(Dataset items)
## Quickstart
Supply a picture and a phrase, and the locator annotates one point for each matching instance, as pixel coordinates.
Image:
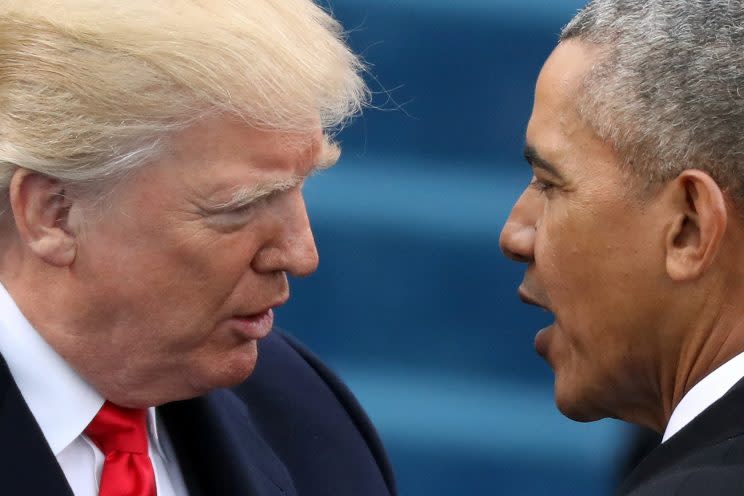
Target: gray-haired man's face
(591, 248)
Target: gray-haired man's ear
(41, 214)
(694, 237)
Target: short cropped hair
(90, 89)
(668, 88)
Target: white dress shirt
(63, 405)
(704, 394)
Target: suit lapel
(220, 451)
(721, 421)
(27, 464)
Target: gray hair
(668, 89)
(90, 90)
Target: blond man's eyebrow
(246, 195)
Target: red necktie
(121, 434)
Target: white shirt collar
(62, 403)
(704, 394)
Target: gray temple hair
(668, 88)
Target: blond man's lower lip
(256, 326)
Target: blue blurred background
(413, 304)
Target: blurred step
(411, 271)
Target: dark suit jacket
(292, 429)
(705, 458)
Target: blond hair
(90, 89)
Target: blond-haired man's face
(182, 270)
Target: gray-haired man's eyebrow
(534, 159)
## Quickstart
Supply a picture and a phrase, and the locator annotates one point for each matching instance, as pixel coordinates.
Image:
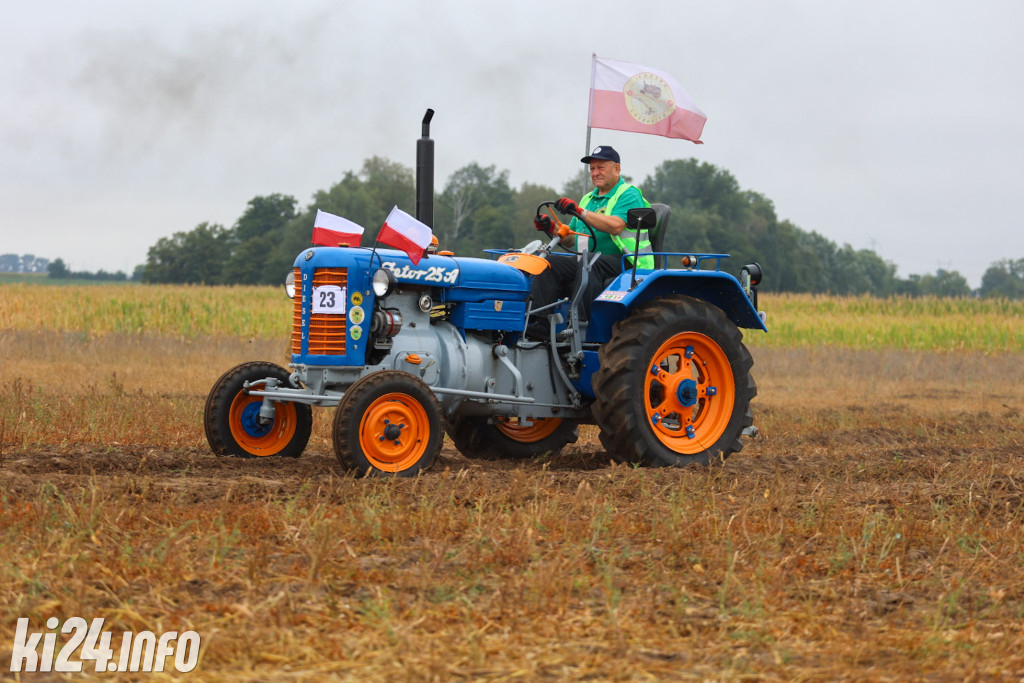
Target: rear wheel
(511, 437)
(388, 423)
(231, 416)
(674, 387)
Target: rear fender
(715, 287)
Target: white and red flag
(402, 231)
(641, 99)
(331, 230)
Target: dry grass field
(873, 531)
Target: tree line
(477, 209)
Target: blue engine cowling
(334, 300)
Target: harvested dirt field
(873, 531)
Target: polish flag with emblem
(331, 230)
(641, 99)
(402, 231)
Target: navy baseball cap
(603, 153)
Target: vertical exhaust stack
(425, 174)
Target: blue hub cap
(250, 420)
(687, 393)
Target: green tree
(194, 257)
(476, 210)
(57, 270)
(254, 239)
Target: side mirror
(641, 218)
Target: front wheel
(388, 423)
(232, 423)
(675, 386)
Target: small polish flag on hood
(402, 231)
(641, 99)
(331, 230)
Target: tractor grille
(297, 314)
(327, 331)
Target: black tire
(475, 437)
(376, 406)
(674, 387)
(229, 417)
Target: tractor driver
(604, 210)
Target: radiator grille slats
(327, 331)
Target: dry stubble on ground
(873, 531)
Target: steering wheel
(561, 229)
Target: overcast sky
(890, 125)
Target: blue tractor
(406, 352)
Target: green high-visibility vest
(627, 240)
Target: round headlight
(383, 282)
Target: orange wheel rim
(257, 439)
(689, 392)
(515, 430)
(393, 432)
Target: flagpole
(590, 108)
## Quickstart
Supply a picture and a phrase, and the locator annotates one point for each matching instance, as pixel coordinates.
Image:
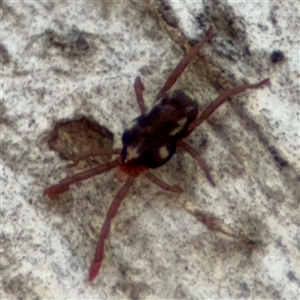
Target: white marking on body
(163, 152)
(181, 124)
(131, 125)
(131, 153)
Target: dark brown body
(151, 138)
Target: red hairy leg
(162, 184)
(194, 153)
(64, 184)
(139, 88)
(98, 152)
(96, 264)
(183, 64)
(209, 110)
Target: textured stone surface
(62, 60)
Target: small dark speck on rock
(276, 56)
(277, 157)
(244, 287)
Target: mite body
(152, 138)
(150, 141)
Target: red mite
(151, 140)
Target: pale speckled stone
(156, 250)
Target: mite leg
(96, 264)
(98, 152)
(209, 110)
(64, 184)
(162, 184)
(183, 64)
(217, 225)
(139, 88)
(194, 153)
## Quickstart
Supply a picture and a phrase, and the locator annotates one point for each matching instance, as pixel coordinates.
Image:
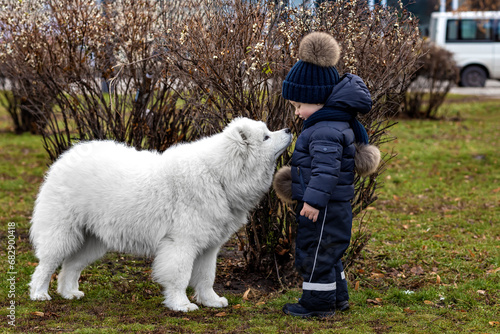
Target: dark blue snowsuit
(323, 176)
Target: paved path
(492, 89)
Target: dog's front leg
(202, 279)
(172, 268)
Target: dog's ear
(243, 135)
(239, 134)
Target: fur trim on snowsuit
(282, 184)
(367, 159)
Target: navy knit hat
(313, 77)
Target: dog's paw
(72, 294)
(216, 302)
(40, 296)
(182, 307)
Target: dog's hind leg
(172, 268)
(67, 281)
(51, 249)
(202, 279)
(40, 280)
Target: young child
(322, 170)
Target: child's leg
(320, 246)
(342, 292)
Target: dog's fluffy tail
(282, 184)
(367, 159)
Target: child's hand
(309, 212)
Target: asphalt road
(492, 89)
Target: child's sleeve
(326, 153)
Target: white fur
(180, 207)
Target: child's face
(304, 110)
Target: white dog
(180, 206)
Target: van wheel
(473, 76)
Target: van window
(469, 30)
(497, 23)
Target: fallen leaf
(373, 301)
(417, 270)
(245, 295)
(377, 275)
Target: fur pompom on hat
(282, 184)
(313, 77)
(319, 48)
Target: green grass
(431, 266)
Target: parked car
(474, 40)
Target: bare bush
(431, 83)
(182, 70)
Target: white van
(474, 39)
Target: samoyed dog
(179, 206)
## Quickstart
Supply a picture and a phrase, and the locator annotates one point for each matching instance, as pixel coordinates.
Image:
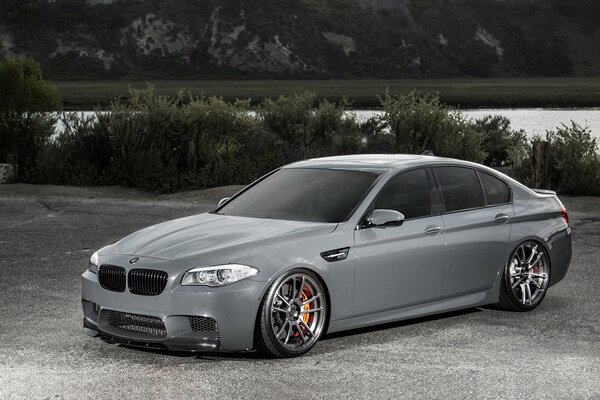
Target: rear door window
(408, 193)
(496, 191)
(460, 187)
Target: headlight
(93, 267)
(218, 275)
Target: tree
(26, 121)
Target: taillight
(563, 213)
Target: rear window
(408, 193)
(460, 187)
(496, 191)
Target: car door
(398, 266)
(477, 228)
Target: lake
(531, 120)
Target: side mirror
(386, 217)
(223, 201)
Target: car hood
(210, 233)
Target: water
(531, 120)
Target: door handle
(433, 230)
(501, 219)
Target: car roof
(370, 162)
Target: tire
(292, 315)
(525, 278)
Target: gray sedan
(327, 245)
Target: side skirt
(489, 296)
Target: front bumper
(233, 307)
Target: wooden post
(539, 165)
(190, 155)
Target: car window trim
(430, 182)
(501, 180)
(477, 170)
(378, 175)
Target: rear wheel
(526, 277)
(292, 315)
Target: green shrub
(504, 146)
(420, 123)
(310, 129)
(574, 163)
(25, 122)
(80, 155)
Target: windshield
(303, 194)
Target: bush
(183, 143)
(308, 131)
(80, 155)
(25, 122)
(419, 123)
(504, 146)
(574, 163)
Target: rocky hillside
(304, 38)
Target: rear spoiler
(544, 191)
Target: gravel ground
(47, 234)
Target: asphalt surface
(48, 233)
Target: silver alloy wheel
(298, 312)
(529, 273)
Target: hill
(199, 39)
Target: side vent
(335, 255)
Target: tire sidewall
(507, 280)
(266, 316)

#### [Goal of the exercise]
Excluding images, return all of the records above word for word.

#### [Result]
## Quickstart
Supply a picture and a phrase, and the locator annotates one point for each matching instance, as pixel coordinates.
Image:
Target: gray-haired man's face
(591, 248)
Target: gray-haired man's ear
(41, 214)
(694, 237)
Target: short cropped hair
(90, 89)
(668, 88)
Target: white dress shirt
(63, 405)
(704, 394)
Target: suit lapel
(220, 451)
(721, 421)
(27, 464)
Target: gray hair
(668, 89)
(90, 90)
Target: blond man's eyebrow
(246, 195)
Target: red necktie
(121, 434)
Target: white shirt collar
(62, 403)
(704, 394)
Target: gray temple hair
(668, 88)
Target: blond man's lower lip
(256, 326)
Target: blue blurred background
(413, 304)
Target: blurred step
(411, 271)
Target: dark suit jacket
(292, 429)
(705, 458)
Target: blond hair
(90, 89)
Target: blond-haired man's face
(182, 270)
Target: gray-haired man's eyebrow
(534, 159)
## Quickstart
Supply a picture and a phrase, and the locator annotates one point for each matching instance, as pixel coordinates.
Image:
Target: rear wheel
(511, 437)
(388, 423)
(231, 416)
(674, 387)
Target: rear fender
(715, 287)
Target: white and red flag
(402, 231)
(641, 99)
(331, 230)
Target: dry grass field
(873, 531)
Target: tree line
(477, 209)
Target: blue engine cowling
(334, 300)
Target: harvested dirt field
(873, 531)
Target: polish flag with emblem
(331, 230)
(641, 99)
(402, 231)
Target: navy baseball cap
(603, 153)
Target: vertical exhaust stack
(425, 174)
Target: blue hub cap
(250, 420)
(687, 393)
Target: green tree
(194, 257)
(476, 210)
(57, 270)
(254, 239)
Target: side mirror
(641, 218)
Target: front wheel
(388, 423)
(232, 423)
(675, 386)
Target: small polish flag on hood
(402, 231)
(641, 99)
(331, 230)
Target: tractor grille
(297, 314)
(327, 331)
Target: black tire
(475, 437)
(376, 406)
(674, 387)
(229, 417)
Target: tractor driver
(604, 210)
Target: radiator grille slats
(327, 331)
Target: dry stubble on ground
(873, 531)
Target: steering wheel
(561, 229)
Target: overcast sky
(890, 125)
Target: blue tractor
(406, 352)
Target: green high-visibility vest
(627, 240)
Target: round headlight
(383, 282)
Target: orange wheel rim
(257, 439)
(689, 392)
(515, 430)
(393, 432)
Target: flagpole
(590, 108)
## Quickstart
Supply a picture and a phrase, and the locator annotates one point for each matching instance, as pixel coordinates.
Image:
Target: white marking on body
(163, 152)
(181, 124)
(131, 125)
(131, 153)
Target: dark brown body
(151, 138)
Target: red hairy leg
(162, 184)
(194, 153)
(64, 184)
(139, 88)
(98, 152)
(96, 264)
(183, 64)
(209, 110)
Target: textured stone surface
(62, 60)
Target: small dark speck on rock
(276, 56)
(277, 157)
(244, 287)
Target: mite body
(152, 138)
(150, 141)
Target: red mite
(151, 140)
Target: pale speckled stone
(156, 250)
Target: mite leg
(96, 264)
(98, 152)
(209, 110)
(64, 184)
(162, 184)
(183, 64)
(217, 225)
(139, 88)
(194, 153)
## Quickstart
Supply a picture and a phrase, and the locator annotates one point for each matching instance, as pixel coordinates.
Image:
Target: dark blue snowsuit
(323, 176)
Target: paved path
(492, 89)
Target: dog's front leg
(202, 279)
(172, 268)
Target: dog's ear
(243, 135)
(239, 134)
Target: fur trim on snowsuit
(282, 184)
(367, 159)
Target: navy knit hat
(313, 77)
Target: dog's paw
(72, 294)
(216, 302)
(40, 296)
(182, 307)
Target: dog's hind leg
(172, 268)
(67, 281)
(51, 249)
(202, 279)
(40, 280)
Target: young child
(322, 170)
Target: child's leg
(320, 246)
(342, 292)
Target: dog's fluffy tail
(282, 184)
(367, 159)
Target: child's hand
(309, 212)
Target: asphalt road
(492, 89)
Target: child's sleeve
(326, 153)
Target: white fur
(180, 207)
Target: child's face
(304, 110)
Target: white dog
(180, 206)
Target: van wheel
(473, 76)
Target: van window
(469, 30)
(497, 23)
Target: fallen leaf
(373, 301)
(417, 270)
(245, 295)
(377, 275)
Target: fur pompom on hat
(282, 184)
(313, 77)
(319, 48)
Target: green grass
(431, 266)
Target: parked car
(474, 40)
Target: bare bush
(431, 83)
(182, 70)
Target: white van
(474, 39)
Target: samoyed dog
(179, 206)
## Quickstart
Supply a picture and a phrase, and the locator annotates one point for each matching instance, as pixel coordinates.
Image:
Target: rear door window
(408, 193)
(496, 191)
(460, 187)
Target: headlight
(93, 267)
(218, 275)
Target: tree
(26, 121)
Target: taillight
(563, 213)
Target: rear window
(408, 193)
(460, 187)
(496, 191)
Target: car door
(398, 266)
(477, 228)
Target: lake
(531, 120)
Target: side mirror
(386, 217)
(223, 201)
Target: car hood
(210, 233)
Target: water
(531, 120)
Target: door handle
(433, 230)
(501, 219)
Target: car roof
(370, 162)
Target: tire
(292, 315)
(525, 278)
Target: gray sedan
(327, 245)
Target: side skirt
(489, 296)
Target: front bumper
(233, 307)
Target: wooden post
(539, 165)
(190, 155)
Target: car window trim
(430, 182)
(501, 180)
(477, 170)
(378, 175)
Target: rear wheel
(526, 277)
(292, 315)
Target: green shrub
(504, 146)
(420, 123)
(310, 129)
(574, 163)
(25, 122)
(80, 155)
Target: windshield
(303, 194)
Target: bush
(183, 143)
(308, 131)
(80, 155)
(25, 122)
(419, 123)
(504, 146)
(574, 163)
Target: rocky hillside
(304, 38)
Target: rear spoiler
(544, 191)
Target: gravel ground
(47, 234)
Target: asphalt surface
(48, 233)
Target: silver alloy wheel
(298, 312)
(529, 273)
Target: hill
(199, 39)
Target: side vent
(335, 255)
Target: tire sidewall
(507, 280)
(266, 316)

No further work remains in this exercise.